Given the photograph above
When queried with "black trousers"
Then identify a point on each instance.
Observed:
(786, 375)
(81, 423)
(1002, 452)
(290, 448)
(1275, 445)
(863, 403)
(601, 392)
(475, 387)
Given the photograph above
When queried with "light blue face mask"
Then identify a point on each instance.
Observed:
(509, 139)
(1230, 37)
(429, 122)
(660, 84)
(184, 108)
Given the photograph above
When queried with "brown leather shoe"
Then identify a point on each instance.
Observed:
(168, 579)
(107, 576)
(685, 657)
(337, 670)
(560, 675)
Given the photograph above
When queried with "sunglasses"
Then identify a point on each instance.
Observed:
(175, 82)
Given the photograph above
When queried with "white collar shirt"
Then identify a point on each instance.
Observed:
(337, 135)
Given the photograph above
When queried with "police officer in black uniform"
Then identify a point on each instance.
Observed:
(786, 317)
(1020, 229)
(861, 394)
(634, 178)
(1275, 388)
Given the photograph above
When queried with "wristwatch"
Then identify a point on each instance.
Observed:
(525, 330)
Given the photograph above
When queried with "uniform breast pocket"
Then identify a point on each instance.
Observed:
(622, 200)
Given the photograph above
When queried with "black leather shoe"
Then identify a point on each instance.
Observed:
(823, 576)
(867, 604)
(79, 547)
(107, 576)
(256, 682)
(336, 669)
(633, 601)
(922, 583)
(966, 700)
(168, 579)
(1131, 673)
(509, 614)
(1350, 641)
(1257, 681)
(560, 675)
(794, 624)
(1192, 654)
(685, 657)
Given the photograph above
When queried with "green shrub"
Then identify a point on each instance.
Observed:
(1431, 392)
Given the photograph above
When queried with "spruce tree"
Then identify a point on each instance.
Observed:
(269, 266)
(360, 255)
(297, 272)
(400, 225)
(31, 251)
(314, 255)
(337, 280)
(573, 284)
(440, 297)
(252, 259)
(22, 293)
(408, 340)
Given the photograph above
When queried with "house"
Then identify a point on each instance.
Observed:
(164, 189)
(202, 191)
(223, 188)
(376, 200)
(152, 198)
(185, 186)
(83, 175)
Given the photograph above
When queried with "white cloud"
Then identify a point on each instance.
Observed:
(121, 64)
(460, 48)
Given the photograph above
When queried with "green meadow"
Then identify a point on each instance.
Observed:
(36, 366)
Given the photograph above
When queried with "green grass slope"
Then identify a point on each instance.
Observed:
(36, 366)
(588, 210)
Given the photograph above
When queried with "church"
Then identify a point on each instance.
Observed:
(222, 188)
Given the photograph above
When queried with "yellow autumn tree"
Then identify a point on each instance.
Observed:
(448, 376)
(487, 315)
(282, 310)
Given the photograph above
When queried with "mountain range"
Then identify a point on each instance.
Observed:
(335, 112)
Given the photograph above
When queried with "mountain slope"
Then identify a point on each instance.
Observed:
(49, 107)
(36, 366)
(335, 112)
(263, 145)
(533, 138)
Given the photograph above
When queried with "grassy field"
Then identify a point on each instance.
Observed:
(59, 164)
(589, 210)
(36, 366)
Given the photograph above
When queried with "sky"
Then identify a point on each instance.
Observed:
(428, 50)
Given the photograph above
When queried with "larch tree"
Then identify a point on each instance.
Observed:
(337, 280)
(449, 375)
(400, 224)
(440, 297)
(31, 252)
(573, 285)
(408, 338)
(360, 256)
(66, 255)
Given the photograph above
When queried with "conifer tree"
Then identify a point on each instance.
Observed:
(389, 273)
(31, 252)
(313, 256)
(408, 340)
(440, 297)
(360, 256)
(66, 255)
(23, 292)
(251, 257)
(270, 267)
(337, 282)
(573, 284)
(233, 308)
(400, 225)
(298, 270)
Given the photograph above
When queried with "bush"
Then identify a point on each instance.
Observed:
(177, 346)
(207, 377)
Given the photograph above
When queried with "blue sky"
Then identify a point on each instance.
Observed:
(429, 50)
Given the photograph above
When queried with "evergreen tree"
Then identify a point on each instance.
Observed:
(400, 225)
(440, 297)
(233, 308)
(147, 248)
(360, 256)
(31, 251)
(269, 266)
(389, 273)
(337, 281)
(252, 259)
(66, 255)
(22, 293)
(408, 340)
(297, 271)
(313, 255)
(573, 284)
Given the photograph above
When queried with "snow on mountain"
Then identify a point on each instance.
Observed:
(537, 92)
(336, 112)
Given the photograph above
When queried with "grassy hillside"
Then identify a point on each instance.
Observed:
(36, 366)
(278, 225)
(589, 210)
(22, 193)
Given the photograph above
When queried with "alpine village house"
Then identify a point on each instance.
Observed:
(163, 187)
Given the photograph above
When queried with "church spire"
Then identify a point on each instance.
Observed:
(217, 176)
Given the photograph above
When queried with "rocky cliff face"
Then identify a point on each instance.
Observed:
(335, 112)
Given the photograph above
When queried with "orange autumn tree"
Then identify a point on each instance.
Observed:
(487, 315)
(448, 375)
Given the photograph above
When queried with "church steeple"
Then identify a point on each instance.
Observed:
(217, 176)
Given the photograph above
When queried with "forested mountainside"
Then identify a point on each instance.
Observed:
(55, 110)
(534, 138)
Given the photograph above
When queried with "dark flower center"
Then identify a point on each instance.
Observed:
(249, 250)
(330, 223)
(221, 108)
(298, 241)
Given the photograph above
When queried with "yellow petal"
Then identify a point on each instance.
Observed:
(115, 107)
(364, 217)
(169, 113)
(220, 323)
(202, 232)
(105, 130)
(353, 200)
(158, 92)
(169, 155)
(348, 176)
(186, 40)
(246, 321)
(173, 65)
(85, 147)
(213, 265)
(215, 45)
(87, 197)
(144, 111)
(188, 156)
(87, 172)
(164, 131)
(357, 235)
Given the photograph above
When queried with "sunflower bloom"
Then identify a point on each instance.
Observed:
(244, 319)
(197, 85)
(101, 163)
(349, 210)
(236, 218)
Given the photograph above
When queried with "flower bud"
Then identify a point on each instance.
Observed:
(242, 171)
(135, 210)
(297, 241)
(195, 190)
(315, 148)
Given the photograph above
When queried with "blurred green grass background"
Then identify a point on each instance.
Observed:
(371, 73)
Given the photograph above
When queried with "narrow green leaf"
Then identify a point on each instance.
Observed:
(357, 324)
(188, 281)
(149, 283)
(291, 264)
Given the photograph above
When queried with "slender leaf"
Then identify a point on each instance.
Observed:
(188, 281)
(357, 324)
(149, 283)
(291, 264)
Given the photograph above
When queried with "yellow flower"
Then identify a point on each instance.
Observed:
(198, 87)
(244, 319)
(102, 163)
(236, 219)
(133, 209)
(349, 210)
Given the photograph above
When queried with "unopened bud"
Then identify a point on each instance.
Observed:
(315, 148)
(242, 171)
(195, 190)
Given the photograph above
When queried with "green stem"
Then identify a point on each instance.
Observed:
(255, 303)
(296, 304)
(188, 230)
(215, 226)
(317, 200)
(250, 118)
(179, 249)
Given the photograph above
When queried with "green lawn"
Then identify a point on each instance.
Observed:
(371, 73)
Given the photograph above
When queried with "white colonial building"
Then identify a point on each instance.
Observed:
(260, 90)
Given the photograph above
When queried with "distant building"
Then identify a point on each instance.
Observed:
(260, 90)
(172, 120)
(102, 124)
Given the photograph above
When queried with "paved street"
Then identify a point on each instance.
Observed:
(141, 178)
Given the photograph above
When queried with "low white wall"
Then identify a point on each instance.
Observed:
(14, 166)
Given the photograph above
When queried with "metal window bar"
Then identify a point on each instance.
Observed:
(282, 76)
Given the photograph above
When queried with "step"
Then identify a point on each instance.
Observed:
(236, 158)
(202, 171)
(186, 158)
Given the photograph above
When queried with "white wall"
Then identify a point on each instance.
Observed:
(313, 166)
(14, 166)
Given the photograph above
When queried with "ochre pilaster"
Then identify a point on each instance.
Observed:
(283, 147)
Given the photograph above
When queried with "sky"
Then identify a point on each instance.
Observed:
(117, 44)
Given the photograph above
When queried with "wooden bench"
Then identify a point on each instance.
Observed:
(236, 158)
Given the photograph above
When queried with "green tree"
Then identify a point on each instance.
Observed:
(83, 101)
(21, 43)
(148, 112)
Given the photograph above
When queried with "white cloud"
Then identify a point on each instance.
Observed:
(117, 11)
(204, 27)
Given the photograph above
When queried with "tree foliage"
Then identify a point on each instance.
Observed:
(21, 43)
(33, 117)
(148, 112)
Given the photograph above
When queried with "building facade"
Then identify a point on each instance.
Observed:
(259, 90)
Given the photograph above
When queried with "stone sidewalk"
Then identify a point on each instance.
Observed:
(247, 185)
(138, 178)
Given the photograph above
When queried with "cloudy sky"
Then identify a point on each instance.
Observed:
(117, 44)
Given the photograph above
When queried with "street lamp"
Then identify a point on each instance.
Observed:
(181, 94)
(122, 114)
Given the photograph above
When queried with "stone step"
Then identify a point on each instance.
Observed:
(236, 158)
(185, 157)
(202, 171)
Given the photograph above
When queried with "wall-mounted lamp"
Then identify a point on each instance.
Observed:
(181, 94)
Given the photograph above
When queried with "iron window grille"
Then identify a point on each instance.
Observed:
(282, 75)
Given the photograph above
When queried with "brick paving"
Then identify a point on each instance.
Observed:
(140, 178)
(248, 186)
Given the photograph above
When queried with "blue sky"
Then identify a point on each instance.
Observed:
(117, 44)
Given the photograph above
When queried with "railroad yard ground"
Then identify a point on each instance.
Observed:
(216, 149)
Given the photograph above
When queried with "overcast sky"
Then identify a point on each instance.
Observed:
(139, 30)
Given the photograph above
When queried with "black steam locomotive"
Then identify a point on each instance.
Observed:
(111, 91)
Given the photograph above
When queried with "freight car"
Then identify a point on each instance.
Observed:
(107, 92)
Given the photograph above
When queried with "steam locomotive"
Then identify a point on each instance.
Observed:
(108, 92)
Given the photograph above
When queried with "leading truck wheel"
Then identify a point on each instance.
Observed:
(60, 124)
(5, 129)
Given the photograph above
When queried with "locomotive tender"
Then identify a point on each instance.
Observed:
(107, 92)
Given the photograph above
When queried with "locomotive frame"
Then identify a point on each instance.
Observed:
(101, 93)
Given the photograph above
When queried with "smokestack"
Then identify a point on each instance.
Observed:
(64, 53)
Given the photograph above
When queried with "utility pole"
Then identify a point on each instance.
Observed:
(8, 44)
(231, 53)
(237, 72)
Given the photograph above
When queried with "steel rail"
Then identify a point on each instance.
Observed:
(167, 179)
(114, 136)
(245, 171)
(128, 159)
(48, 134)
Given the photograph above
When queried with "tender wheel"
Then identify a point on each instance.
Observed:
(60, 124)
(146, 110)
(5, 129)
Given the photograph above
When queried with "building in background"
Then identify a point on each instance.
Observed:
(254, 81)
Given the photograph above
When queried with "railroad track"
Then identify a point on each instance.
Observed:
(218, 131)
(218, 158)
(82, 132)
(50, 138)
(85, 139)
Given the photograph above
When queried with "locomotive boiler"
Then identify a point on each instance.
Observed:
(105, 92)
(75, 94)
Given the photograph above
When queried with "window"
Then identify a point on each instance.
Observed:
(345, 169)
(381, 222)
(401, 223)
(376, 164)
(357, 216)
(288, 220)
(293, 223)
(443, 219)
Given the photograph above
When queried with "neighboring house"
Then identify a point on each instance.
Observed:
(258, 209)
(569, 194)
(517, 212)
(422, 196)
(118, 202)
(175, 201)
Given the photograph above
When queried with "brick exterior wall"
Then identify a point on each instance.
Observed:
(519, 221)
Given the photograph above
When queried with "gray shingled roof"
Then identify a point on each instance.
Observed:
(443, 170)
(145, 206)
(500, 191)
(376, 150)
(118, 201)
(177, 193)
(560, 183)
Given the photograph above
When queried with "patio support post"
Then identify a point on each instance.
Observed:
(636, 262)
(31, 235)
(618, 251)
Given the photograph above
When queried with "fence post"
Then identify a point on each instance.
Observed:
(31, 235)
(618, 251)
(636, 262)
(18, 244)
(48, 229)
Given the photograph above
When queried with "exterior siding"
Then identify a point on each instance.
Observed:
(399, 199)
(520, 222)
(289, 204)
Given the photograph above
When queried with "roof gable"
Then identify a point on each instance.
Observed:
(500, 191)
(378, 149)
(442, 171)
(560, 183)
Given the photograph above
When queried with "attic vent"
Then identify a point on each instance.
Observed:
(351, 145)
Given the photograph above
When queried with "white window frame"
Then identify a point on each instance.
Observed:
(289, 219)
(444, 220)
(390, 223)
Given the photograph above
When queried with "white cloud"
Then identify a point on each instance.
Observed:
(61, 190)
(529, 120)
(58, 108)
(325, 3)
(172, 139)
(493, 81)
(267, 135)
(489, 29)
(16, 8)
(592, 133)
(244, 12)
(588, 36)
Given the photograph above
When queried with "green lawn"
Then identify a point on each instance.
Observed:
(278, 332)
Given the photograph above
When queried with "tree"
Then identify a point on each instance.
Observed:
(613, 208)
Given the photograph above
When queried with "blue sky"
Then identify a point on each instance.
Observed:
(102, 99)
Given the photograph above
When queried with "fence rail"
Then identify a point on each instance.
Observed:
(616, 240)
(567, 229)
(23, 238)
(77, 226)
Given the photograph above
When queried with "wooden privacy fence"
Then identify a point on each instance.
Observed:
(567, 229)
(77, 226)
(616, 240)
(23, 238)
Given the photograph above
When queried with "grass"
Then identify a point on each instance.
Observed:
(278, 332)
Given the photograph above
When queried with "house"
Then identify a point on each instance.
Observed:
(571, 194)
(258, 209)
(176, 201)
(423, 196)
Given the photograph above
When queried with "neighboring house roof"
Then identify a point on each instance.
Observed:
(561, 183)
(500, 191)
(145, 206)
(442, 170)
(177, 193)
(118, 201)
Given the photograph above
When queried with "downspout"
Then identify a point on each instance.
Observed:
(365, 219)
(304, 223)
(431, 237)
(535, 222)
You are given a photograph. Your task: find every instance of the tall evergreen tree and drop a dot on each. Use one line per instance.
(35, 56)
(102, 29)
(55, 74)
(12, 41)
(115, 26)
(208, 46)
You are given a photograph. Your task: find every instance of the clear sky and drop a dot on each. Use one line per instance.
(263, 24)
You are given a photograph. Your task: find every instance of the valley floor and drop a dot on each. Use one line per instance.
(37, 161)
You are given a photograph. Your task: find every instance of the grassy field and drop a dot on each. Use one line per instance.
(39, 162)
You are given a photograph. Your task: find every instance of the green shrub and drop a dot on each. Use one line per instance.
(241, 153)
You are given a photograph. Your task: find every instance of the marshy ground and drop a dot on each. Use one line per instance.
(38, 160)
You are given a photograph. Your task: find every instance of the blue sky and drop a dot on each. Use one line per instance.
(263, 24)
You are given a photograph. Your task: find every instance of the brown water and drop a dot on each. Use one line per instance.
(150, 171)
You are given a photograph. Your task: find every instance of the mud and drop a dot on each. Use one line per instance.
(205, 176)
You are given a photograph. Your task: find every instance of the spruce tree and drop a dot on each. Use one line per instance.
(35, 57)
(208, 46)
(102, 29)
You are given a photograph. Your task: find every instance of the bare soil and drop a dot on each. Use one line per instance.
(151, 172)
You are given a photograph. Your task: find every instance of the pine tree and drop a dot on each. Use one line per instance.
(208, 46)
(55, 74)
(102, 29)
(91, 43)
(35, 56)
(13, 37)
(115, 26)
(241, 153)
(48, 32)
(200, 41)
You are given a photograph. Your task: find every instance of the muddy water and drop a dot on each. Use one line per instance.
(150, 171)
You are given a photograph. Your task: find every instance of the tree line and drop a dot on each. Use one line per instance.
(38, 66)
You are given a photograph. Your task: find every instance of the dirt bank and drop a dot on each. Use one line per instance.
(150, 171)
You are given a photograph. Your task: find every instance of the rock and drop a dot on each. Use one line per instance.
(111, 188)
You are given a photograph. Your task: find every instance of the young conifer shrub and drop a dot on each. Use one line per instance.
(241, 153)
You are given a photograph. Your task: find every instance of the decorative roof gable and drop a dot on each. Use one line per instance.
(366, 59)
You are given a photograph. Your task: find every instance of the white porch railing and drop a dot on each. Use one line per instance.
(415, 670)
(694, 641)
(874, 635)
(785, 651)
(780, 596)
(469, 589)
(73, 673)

————

_YOUR INSTRUCTIONS_.
Where a line above holds the string "railroad", show that line.

_RESULT FOR THIS TASK_.
When queried with "railroad yard ground"
When queried with "railroad track"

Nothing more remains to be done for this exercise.